-- START OF Dataset --
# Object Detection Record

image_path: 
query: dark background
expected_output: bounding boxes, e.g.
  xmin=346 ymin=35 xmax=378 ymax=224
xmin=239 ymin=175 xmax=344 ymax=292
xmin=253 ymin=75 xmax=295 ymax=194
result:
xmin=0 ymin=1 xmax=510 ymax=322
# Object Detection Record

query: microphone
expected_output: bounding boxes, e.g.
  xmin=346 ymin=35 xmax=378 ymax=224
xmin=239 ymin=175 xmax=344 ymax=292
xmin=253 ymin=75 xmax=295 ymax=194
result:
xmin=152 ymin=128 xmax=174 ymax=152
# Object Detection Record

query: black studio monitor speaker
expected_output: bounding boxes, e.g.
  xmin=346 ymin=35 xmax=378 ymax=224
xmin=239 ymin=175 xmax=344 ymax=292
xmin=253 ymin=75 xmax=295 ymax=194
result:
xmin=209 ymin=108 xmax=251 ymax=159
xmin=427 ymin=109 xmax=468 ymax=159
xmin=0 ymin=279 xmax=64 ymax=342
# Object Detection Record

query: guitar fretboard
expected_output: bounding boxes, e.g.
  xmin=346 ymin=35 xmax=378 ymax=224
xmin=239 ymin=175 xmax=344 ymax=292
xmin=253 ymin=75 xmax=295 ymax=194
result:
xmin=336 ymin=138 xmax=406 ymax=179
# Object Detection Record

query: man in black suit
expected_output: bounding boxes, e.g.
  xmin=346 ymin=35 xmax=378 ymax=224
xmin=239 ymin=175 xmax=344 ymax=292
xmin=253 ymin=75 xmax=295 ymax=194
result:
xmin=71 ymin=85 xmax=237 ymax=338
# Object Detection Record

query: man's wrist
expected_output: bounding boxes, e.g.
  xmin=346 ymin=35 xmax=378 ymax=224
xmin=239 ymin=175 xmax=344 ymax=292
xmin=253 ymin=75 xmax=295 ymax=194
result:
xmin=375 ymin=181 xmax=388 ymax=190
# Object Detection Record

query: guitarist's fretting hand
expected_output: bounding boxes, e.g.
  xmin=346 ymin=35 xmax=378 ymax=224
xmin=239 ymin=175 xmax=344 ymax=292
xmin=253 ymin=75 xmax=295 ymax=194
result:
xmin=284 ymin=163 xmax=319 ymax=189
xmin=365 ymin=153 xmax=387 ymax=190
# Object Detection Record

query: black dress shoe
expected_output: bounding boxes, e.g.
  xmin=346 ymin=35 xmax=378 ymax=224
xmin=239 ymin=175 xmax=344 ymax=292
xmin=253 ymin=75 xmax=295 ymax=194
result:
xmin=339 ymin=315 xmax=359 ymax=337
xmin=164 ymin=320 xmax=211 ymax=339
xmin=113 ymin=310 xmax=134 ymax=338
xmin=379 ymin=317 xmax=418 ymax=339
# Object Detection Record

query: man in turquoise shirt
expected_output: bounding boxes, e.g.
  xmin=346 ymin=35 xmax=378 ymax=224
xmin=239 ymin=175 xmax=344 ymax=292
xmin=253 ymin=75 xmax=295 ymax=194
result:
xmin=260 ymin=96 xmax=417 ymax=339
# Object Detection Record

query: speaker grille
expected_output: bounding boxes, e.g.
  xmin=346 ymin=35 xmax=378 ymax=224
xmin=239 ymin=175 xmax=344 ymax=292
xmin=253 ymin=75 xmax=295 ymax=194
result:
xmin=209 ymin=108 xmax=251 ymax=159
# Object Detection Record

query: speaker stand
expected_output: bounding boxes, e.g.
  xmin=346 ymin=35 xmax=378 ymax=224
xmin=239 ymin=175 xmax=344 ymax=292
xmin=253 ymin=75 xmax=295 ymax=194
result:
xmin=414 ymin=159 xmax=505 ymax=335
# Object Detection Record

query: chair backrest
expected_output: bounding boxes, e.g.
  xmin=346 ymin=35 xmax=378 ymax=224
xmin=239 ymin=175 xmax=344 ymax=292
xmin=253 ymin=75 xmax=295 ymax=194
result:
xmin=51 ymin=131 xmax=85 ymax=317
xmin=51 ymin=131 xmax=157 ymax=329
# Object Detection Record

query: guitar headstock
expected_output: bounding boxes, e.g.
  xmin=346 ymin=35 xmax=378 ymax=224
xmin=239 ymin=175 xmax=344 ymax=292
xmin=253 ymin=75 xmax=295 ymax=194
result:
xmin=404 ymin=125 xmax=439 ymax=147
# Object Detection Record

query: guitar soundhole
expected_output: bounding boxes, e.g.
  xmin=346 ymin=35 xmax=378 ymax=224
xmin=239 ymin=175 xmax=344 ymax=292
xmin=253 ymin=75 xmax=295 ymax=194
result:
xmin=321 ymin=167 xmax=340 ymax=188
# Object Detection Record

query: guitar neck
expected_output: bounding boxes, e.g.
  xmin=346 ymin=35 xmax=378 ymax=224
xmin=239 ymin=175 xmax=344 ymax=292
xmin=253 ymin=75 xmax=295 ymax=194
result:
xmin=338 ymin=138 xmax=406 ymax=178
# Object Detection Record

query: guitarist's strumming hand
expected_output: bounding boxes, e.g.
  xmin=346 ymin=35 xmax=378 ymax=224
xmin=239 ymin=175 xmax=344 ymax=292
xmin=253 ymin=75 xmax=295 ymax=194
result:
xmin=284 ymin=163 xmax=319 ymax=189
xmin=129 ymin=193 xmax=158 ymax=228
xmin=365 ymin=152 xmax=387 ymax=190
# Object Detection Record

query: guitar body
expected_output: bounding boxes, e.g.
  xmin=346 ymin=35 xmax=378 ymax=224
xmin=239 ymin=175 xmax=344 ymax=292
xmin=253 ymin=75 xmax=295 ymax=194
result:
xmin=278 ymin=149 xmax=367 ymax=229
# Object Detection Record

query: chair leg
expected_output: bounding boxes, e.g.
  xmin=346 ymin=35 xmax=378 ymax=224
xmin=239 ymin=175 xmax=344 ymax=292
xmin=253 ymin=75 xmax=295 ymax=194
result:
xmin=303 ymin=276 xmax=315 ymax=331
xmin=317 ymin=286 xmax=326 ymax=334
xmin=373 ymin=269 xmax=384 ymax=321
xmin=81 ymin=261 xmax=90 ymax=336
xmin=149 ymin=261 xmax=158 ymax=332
-- END OF Dataset --
Please reproduce the listing starting at its first line and ending at the line that contains "xmin=0 ymin=1 xmax=510 ymax=322", requests included. Shift every bounding-box coordinate in the answers by adding 125 to it.

__Solution for this task__
# Object Detection Record

image_path: 
query: dark background
expected_output: bounding boxes, e.g.
  xmin=346 ymin=35 xmax=378 ymax=224
xmin=239 ymin=175 xmax=344 ymax=292
xmin=253 ymin=75 xmax=295 ymax=194
result:
xmin=125 ymin=126 xmax=635 ymax=447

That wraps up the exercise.